Problem details -
Reproduce the listing below verbatim, every line unchanged.
<<<<
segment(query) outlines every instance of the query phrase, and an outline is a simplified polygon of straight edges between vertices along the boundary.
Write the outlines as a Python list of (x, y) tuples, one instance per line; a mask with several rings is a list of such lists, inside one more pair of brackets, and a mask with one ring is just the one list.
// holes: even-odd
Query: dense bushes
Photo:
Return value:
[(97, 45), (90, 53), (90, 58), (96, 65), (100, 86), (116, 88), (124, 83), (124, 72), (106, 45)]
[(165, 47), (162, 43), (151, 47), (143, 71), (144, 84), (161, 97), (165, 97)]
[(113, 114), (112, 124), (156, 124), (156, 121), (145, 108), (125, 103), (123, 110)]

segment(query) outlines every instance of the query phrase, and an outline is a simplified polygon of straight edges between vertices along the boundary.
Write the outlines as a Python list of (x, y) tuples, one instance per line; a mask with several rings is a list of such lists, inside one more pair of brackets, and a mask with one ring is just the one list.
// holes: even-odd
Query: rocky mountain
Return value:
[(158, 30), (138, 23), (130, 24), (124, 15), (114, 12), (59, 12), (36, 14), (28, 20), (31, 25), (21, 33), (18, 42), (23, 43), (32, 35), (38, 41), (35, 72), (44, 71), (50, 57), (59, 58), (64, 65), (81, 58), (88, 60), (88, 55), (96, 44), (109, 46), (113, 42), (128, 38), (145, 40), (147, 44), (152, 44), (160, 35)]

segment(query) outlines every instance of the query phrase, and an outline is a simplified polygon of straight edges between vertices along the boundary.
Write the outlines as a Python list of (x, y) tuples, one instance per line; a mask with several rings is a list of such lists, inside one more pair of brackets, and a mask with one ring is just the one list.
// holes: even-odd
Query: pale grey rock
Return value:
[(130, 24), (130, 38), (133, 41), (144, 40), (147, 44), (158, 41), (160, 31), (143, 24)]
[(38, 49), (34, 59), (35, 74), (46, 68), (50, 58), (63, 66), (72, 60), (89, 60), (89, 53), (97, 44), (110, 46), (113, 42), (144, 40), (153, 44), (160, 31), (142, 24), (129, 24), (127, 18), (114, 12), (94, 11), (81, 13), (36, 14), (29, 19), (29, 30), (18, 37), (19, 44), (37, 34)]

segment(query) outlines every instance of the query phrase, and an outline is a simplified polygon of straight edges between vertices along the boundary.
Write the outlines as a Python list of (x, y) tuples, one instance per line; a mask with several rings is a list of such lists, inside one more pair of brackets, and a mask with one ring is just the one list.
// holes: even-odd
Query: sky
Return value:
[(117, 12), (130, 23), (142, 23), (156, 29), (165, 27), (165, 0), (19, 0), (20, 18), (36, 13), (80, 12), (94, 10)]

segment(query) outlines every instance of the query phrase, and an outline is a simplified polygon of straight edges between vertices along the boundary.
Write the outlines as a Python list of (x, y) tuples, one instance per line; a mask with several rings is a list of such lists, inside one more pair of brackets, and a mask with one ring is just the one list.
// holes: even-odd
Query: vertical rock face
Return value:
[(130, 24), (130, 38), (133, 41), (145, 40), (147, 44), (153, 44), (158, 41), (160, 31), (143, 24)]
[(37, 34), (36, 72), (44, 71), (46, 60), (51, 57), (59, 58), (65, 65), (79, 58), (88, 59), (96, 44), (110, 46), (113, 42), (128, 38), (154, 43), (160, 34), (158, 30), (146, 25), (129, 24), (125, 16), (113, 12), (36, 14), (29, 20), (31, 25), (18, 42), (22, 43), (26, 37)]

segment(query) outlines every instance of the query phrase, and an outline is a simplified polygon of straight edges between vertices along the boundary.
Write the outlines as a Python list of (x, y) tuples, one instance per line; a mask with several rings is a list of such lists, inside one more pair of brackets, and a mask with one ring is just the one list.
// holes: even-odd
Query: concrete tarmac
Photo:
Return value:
>>>>
Exercise response -
segment(query) outlines every instance of the query phrase, and an outline is a simplified polygon of straight edges between vertices along the boundary.
Write the outlines as a Python list of (x, y) tuples, one instance per line; a mask with several rings is a list of such lists, inside one more pair of brackets, and a mask with one ring is just the one list.
// holes: even-odd
Query: dense bushes
Photo:
Return value:
[(97, 45), (90, 53), (90, 58), (96, 65), (100, 86), (116, 88), (124, 83), (124, 72), (106, 45)]
[(165, 47), (162, 43), (151, 47), (143, 71), (144, 84), (161, 97), (165, 97)]
[(113, 114), (112, 124), (156, 124), (156, 121), (145, 108), (125, 103), (123, 110)]

segment(query) outlines every instance of the query phrase, and an outline is a simplified polygon of straight edges between vertices along the boundary.
Write the outlines as a Python list of (x, y) tuples, one instance per line; a mask with several rings is a list of such lists, inside one more pair of brackets, and a mask with one ring is just the one list.
// holes: even-odd
Query: rocky mountain
Return value:
[(158, 30), (138, 23), (130, 24), (124, 15), (114, 12), (59, 12), (36, 14), (28, 20), (31, 25), (21, 33), (18, 42), (23, 43), (32, 35), (38, 41), (35, 72), (44, 71), (50, 57), (59, 58), (64, 65), (81, 58), (88, 60), (88, 55), (96, 44), (109, 46), (113, 42), (128, 38), (145, 40), (147, 44), (152, 44), (160, 35)]

segment(query) outlines every instance of the query phrase, and an outline is a simplified polygon of straight edges between vertices along the boundary.
Write the outlines as a Python list of (x, y) tuples, one instance per line; a mask with several rings is a list of such lists, inside one more pair of brackets, and a mask with one ring is just the one list.
// holes: even-odd
Query: pale grey rock
Return value:
[(130, 24), (130, 38), (133, 41), (144, 40), (147, 44), (158, 41), (160, 31), (143, 24)]
[(38, 49), (34, 59), (35, 74), (46, 68), (50, 58), (63, 66), (72, 60), (89, 60), (89, 53), (97, 44), (110, 46), (113, 42), (144, 40), (153, 44), (160, 31), (142, 24), (129, 24), (127, 18), (114, 12), (94, 11), (81, 13), (36, 14), (29, 19), (29, 30), (18, 37), (19, 44), (37, 34)]

segment(query) outlines every instance of the query phrase, and an outline is a simplified polygon of straight edges between vertices along the boundary.
Write the outlines as a Python list of (x, y) tuples, one instance per line; a mask with several rings is a list of such lists, inside one more pair of brackets, and a mask with one ring is just the one list.
// holes: even-odd
Query: sky
Return value:
[(117, 12), (130, 23), (142, 23), (156, 29), (165, 27), (165, 0), (19, 0), (20, 18), (36, 13), (80, 12), (94, 10)]

segment(query) outlines every instance of the query phrase, and an outline is a simplified polygon of straight edges between vertices along the boundary.
Write the outlines as a Python list of (x, y) tuples, one instance per line; a mask with several rings is a list of such lists, inside one more pair of brackets, and a mask with one ring is just the one list.
// holes: even-odd
Query: vertical rock face
Return value:
[(130, 24), (130, 38), (133, 41), (145, 40), (147, 44), (153, 44), (158, 41), (160, 31), (143, 24)]
[(37, 34), (36, 72), (44, 71), (46, 60), (51, 57), (59, 58), (65, 65), (79, 58), (88, 59), (96, 44), (110, 46), (113, 42), (128, 38), (154, 43), (160, 34), (158, 30), (146, 25), (129, 24), (125, 16), (113, 12), (36, 14), (29, 20), (31, 25), (18, 42), (22, 43), (26, 37)]

segment(query) outlines every instance of the query phrase, and an outline is a simplified polygon of straight edges between vertices along the boundary.
Write the outlines as a Python list of (x, y) tuples, one instance per line; a mask with several rings is a list of such lists, inside one more pair of brackets, and a mask with one ring is just the one list.
// holes: even-odd
Query: concrete tarmac
Photo:
Return value:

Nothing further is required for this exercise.